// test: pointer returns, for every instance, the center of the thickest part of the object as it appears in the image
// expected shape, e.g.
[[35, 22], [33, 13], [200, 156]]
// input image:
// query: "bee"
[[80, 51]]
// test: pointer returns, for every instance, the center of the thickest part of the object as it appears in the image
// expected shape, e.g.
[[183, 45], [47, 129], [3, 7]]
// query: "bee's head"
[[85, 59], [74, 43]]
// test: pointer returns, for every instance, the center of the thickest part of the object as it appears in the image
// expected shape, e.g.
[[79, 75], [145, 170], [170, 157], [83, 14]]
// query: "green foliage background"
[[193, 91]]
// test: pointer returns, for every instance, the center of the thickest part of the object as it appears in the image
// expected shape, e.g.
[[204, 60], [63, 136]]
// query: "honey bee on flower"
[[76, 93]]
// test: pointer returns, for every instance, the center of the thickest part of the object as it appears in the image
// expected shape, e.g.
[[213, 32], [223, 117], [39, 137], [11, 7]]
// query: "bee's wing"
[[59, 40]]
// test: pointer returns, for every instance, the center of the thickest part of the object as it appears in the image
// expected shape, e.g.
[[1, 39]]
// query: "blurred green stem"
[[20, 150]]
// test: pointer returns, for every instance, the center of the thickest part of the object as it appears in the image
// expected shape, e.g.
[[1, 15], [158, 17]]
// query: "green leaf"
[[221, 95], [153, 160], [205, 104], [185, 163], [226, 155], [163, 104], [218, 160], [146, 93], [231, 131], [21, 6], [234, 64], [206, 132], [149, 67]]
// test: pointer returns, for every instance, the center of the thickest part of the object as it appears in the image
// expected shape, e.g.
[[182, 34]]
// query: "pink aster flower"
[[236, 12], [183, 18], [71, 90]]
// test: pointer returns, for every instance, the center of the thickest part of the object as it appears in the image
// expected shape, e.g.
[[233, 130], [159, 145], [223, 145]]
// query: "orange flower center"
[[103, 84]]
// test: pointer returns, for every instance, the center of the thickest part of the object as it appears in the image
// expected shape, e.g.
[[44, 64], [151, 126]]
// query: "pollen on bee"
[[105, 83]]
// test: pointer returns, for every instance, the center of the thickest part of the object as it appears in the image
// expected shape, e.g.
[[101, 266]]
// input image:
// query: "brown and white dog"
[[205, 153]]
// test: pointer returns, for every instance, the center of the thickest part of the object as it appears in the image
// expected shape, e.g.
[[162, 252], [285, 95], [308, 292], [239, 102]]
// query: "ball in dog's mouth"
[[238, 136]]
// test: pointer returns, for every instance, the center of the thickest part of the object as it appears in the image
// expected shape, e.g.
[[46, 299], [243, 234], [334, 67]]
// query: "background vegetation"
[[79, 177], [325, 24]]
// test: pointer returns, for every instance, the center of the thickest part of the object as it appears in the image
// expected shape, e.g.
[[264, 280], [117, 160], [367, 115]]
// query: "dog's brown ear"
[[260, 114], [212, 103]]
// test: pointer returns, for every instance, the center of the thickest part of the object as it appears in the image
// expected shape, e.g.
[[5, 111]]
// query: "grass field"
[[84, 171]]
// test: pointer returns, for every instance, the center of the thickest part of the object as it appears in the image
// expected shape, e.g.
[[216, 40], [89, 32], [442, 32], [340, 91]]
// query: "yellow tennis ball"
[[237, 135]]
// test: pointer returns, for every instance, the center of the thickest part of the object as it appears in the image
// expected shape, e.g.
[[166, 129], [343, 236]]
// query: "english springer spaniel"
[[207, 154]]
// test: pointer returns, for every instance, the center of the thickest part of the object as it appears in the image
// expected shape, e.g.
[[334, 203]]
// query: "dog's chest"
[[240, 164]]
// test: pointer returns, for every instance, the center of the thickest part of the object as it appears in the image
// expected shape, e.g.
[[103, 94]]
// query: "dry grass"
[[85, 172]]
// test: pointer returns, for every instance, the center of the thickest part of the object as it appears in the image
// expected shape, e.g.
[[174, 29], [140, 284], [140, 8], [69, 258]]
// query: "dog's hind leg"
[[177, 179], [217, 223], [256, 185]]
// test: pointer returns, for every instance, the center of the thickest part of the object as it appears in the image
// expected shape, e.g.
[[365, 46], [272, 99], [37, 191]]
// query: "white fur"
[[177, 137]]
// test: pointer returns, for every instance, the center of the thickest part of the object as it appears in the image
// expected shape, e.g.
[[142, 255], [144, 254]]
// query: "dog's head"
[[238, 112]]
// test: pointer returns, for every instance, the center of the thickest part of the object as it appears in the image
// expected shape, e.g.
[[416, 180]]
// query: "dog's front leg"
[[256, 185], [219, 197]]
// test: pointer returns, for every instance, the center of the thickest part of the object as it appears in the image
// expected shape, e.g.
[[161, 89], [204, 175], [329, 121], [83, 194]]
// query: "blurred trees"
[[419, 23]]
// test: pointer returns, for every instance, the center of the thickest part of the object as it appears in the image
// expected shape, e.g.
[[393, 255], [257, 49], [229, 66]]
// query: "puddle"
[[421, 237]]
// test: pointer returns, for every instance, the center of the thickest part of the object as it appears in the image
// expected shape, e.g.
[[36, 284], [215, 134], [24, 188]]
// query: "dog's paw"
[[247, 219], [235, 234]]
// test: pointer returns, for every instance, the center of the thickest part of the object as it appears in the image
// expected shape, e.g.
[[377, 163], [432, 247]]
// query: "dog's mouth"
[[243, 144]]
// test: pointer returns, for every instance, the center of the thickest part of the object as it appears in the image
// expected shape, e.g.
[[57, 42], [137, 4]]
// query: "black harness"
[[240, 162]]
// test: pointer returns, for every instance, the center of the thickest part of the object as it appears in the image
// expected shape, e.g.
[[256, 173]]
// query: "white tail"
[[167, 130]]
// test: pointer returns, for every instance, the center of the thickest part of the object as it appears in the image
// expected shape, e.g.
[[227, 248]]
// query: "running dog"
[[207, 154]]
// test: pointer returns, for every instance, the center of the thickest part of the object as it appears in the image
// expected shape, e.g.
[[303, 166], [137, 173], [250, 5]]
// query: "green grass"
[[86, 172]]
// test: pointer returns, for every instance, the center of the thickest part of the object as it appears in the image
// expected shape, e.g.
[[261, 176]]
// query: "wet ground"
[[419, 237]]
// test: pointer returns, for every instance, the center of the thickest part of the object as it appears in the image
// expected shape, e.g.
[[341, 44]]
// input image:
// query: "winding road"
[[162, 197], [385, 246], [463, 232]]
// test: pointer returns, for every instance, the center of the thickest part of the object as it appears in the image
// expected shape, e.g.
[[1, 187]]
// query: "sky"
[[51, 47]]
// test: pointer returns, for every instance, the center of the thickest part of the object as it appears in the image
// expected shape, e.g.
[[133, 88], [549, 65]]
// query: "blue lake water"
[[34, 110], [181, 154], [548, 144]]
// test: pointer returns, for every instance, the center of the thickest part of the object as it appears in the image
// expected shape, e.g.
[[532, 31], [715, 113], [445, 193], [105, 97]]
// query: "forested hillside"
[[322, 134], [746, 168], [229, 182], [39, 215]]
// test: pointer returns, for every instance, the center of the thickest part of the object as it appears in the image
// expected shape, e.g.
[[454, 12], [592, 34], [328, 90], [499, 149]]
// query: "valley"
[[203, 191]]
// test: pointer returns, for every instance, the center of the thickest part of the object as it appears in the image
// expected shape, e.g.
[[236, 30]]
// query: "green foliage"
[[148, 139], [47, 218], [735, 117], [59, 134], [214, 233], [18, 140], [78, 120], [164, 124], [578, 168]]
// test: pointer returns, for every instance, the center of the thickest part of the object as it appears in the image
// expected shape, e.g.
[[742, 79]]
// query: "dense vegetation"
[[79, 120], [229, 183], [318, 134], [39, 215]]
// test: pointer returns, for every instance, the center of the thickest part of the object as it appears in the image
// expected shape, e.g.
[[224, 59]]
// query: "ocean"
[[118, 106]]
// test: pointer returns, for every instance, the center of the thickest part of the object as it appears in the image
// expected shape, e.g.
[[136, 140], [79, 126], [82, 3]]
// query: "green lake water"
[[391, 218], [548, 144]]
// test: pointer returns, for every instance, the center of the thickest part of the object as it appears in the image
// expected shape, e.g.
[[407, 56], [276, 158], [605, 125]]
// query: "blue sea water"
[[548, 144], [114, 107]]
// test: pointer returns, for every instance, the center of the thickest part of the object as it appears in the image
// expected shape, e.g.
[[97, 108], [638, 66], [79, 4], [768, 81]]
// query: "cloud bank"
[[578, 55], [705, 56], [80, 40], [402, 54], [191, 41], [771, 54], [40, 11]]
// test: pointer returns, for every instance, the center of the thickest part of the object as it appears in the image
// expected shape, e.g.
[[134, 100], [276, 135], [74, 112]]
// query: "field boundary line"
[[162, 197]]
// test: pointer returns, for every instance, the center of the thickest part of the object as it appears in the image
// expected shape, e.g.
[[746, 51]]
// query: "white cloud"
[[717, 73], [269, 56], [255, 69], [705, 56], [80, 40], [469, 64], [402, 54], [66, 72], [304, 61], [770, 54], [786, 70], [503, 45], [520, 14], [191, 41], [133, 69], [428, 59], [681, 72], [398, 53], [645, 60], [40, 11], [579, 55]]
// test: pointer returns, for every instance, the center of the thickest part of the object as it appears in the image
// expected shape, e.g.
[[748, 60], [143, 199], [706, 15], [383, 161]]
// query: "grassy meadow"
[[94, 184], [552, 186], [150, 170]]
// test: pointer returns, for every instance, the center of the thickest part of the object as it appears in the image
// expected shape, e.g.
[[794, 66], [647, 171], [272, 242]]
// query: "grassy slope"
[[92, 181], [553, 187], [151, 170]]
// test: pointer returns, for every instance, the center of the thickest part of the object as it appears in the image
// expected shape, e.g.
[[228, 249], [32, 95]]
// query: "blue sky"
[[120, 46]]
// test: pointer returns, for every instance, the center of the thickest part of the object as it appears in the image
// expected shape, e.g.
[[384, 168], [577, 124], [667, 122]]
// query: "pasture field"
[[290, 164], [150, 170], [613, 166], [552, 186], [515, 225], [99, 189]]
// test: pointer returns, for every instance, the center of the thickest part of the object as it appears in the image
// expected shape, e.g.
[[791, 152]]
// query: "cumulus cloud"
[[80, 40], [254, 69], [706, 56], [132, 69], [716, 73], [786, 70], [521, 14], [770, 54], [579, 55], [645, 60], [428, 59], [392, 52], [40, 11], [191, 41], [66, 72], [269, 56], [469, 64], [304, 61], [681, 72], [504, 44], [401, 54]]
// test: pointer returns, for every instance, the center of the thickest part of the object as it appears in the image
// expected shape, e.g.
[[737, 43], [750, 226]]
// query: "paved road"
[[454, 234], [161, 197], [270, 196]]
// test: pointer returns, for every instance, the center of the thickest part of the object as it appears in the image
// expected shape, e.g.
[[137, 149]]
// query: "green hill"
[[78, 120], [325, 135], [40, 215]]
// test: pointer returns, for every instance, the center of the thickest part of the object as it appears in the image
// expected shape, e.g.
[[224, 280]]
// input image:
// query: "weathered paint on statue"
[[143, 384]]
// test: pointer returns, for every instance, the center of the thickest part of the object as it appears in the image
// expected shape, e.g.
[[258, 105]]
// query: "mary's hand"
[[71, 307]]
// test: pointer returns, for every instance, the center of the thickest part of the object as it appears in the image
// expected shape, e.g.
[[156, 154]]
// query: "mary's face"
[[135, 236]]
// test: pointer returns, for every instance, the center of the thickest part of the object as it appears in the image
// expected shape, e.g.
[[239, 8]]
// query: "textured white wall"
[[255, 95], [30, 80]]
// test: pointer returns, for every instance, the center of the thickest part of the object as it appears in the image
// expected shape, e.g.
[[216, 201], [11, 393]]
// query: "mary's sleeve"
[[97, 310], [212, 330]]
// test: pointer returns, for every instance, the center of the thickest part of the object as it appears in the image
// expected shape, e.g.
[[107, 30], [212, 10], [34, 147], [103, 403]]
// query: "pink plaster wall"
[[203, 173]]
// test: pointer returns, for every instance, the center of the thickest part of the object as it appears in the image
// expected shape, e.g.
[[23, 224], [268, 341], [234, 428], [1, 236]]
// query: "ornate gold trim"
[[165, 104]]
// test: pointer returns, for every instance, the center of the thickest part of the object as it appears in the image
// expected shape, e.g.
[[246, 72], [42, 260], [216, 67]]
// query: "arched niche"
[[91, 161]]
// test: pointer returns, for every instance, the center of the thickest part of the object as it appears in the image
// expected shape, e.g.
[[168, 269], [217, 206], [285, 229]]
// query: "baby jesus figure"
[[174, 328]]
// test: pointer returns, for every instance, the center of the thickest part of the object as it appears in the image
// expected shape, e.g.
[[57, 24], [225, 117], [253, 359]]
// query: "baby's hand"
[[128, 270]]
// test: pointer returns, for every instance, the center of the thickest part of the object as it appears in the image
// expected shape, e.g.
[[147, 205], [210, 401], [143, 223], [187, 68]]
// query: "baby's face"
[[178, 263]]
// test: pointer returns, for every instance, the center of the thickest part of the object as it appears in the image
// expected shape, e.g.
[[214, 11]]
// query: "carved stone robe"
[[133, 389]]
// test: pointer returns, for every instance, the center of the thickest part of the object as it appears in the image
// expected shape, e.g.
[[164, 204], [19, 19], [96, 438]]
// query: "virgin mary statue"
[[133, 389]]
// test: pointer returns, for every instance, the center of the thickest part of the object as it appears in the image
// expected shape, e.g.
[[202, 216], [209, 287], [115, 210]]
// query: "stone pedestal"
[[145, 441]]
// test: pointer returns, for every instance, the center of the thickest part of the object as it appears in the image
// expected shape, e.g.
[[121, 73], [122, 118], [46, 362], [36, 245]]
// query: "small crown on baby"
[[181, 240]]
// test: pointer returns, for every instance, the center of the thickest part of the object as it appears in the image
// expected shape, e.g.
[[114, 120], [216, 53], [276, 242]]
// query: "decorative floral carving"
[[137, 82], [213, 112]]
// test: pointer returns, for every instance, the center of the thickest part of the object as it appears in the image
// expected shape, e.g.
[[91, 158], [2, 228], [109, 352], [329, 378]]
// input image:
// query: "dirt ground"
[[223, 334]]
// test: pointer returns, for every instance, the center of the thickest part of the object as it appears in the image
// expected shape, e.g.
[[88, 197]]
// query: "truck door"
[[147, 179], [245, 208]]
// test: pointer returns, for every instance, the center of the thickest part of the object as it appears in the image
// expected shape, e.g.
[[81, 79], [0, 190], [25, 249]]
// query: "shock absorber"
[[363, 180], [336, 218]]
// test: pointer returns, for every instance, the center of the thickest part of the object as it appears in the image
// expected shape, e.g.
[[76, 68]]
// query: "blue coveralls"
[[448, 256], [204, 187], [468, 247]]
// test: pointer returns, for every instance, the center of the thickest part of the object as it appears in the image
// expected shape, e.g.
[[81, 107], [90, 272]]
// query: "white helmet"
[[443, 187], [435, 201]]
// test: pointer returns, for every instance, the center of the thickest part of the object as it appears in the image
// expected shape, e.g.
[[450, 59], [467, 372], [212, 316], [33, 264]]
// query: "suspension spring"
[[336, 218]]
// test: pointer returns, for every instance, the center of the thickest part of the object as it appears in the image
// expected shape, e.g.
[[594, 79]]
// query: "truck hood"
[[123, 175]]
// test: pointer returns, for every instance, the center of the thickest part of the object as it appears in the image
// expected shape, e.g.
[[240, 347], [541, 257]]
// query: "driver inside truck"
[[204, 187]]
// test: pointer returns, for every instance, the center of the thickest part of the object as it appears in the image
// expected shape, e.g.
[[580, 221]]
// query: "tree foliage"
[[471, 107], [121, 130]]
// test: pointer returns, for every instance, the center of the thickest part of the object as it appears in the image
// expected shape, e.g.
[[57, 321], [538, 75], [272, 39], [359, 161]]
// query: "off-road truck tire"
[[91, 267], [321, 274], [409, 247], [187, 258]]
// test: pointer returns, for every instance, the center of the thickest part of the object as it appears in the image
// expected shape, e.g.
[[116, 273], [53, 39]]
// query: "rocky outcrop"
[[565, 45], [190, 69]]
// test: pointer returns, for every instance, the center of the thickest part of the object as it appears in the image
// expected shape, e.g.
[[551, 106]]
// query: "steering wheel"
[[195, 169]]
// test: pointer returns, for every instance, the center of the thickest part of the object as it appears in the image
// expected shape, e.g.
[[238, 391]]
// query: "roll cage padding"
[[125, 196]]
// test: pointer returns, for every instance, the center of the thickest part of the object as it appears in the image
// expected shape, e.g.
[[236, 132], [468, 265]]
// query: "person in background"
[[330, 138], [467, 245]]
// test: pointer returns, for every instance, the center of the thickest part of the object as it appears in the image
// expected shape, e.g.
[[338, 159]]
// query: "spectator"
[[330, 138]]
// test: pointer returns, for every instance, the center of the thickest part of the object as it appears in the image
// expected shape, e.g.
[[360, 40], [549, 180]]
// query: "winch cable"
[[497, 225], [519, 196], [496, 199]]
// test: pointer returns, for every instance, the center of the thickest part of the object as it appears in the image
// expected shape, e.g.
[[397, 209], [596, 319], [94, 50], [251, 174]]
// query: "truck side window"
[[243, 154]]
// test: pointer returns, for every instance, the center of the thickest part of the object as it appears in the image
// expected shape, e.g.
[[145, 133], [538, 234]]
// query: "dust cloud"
☆ ☆ ☆ ☆ ☆ ☆ ☆
Exercise = Return every line above that contains the word "white".

Full output =
// query: "brown and white dog"
// query: "white fur"
// query: "white tail"
// query: "white cloud"
// query: "textured white wall"
// query: "white helmet"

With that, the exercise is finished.